== Extract ==
******

Initial and initiatory thrust that places us at the origins of the world, force configures itself here as the primary character of movement, claiming strong and irreducible ontological prerogatives, configuring itself as a principle of induction, coefficientization, production of meaning, inaugurating a sort of lexicon of the pro –: production, projection, provocation.
Force, in short, gives itself as provocation.
Provocation
"If the poet's landscape is a state of soul, the engraver's landscape is a character, a fury of will, an action impatient to act on the world. The engraver sets a world in motion, he arouses the forces that swell forms, he provokes the forces asleep in a flat universe. To provoke, that is his way of creating39."
Vector of induction, the engraver poses himself as expression of provocation, attributed sometimes to matter, sometimes to the subject – poet, artist, engraver: as if the relationship between man and nature, already treated by Bachelard in The Earth and the Reveries of Will40 under the conflictual sign of resistance (of matter) or aggression (of man)41, now imposes itself as brusqueness and cosmodrama, reviving the pomp of other philosophical references: Souriau's instauration42, Roupnel's instant43, and, above all, will, of Schopenhauer and Nietzsche.
Will
"But if engraving is, as we believe, an essential intervention of man in the world, if the engraved landscape is a rapid, furious mastery of the universe, the engraver will provide us with new tests, tests of will. Engraved landscapes are tests of enormous will, of will that wants the whole world at once44."
Will configures itself here as the deep meaning of engraving, of an engraver dominated, according to Bachelard, by a sort of "Jupiter Complex"45. Will which, strong already since The Earth and the Reveries of Will, in the sign of Nietzsche and Schopenhauer, imposes itself increasingly on the Nietzschean side, exalting the superman and the will to power, to deliver them to their own intrinsic creativity.
Force, provocation and will, Movement, the cipher of Flocon's engravings, represents the most authentic meaning of poetry, emphasizing the dynamism typical of Ducassian metamorphosis and confirming the equivalence, in Bachelard, between surrealism and tropology.

******

== Information provided ==
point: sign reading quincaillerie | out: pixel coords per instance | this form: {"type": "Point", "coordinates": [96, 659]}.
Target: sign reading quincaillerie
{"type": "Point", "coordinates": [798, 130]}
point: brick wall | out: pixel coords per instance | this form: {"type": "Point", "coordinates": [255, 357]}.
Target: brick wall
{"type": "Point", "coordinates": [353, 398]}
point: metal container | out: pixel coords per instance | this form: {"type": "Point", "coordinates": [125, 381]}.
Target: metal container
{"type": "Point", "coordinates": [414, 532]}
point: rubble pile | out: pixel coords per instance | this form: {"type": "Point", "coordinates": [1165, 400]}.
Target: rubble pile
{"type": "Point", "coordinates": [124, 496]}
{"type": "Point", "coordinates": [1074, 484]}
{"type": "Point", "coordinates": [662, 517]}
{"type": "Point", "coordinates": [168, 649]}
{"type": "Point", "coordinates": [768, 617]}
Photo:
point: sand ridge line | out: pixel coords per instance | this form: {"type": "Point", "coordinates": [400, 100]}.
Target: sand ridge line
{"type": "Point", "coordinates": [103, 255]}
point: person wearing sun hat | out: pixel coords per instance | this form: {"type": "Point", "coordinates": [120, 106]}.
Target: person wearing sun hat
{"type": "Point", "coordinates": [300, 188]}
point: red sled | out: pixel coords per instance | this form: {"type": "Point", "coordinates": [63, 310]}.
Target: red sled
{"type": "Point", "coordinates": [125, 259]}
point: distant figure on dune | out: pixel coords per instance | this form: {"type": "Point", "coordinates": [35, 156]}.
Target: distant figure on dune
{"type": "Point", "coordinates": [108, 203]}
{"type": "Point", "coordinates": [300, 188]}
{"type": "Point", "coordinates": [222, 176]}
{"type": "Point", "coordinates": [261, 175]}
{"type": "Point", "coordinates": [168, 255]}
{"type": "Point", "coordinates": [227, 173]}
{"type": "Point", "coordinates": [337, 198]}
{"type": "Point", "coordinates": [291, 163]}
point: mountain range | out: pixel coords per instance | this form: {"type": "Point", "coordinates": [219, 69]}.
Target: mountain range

******

== Problems to work on ==
1. Write out the passage on Bachelard and engraving again, starting at "Force, provocation and" and ending after "surrealism and tropology.", and switch "Flocon's engravings" to "Flocon's prints".
2. In the passage on Bachelard and engraving, what complex does Bachelard say dominates the engraver?
3. Write the next part of the passage on Bachelard and engraving, picking up after its final sentence.

== Exercise responses ==
1.
Force, provocation and will, Movement, the cipher of Flocon's prints, represents the most authentic meaning of poetry, emphasizing the dynamism typical of Ducassian metamorphosis and confirming the equivalence, in Bachelard, between surrealism and tropology.

2. A sort of "Jupiter Complex."

3.
An equivalence accentuated, in the last poetics of the last years, through the relationship established by Bachelard with new artists, coming from the four corners of the world, who were presented to him, once again, by a new young friend: the poet and art critic Jean-Clarence Lambert who, known in the Fifties, initiates the philosopher to planetary surrealism.
- Octavio Paz
"Letters to a Young Poet"46, the delicate expression used by Françoise Py as an Introduction to Bachelard's Letters to Jean-Clarence Lambert, enlightens us about the new world that will open for the old philosopher thanks to his enterprising young friend.
We are in 1953, when, aged only 23, Jean-Clarence Lambert begins to send Gaston Bachelard the results of his poietic research: from Robert Lapoujade and Michel Carrade to André Pieyre de Mandiargues; from the Young School of Paris to the Cobra group, to arrive at Octavio Paz and Artur Lundkvist, poets close to surrealism, whom he had known and translated into French, giving the philosopher the possibility of benefiting once again from rich and seductive suggestions47.
It will be a breath of fresh air for Bachelard to read in French, from Swedish and Mexican, of eagles and sun, of fire against fire. A new flow of images, very intense and captivating, which ravish his imagination always thirsty for dreams.
And he writes, thanking his young friend for sending Fire Against Fire48 by the Swedish poet Lundkvist, in Letter n° 5 of March 11, 1959:
"Artur Lundkvist is a genius. His book is an explosion of poetry. He is from the land of dynamite and from all sides he projects stars." And, again: "You have rendered an extraordinary service to Poetry in transcribing such poems." And, finally: "Henceforth Swedish poetry belongs to you. You must night and day tell us what this land of stellar poetry is49."
And indeed the Swedish poet's verses will be cited by the philosopher in The Flame of a Candle, as "poetic images of the flame"50.
And again, in Letter n° 3 of May 22, 1957, referring to the sending of the French translation of Eagle or Sun?51 by the Mexican poet Octavio Paz, he exclaims:
"How many days have passed since that beautiful day when you sent me Eagle or Sun?!". And he adds: "And the book has not left my table since. And my letter will tell you badly all the happiness felt in reading these admirable pages. [...] In bad hours I reread Octavio Paz. And you help me to 'invent the Word'. That is essential when words press life ends." And he concludes, congratulating the translators Lambert and Charpier: "You render me great service in translating, without resting for an instant, from Paz. And I am happy that you work with Charpier. Together one goes three times faster52."
And Jean-Clarence Lambert, who then, responding to Bachelard's call, will translate more and more from Paz and Mexican poets, remembers having himself accompanied Paz to Bachelard's home, in Paris, rue de la Montagne Sainte-Geneviève, and having talked with him about poetry, adding:
"Era come se la lettura di una poesia sostituisse, per lui, la preghiera del mattino/It was as if reading a poem was, for him, the morning prayer53."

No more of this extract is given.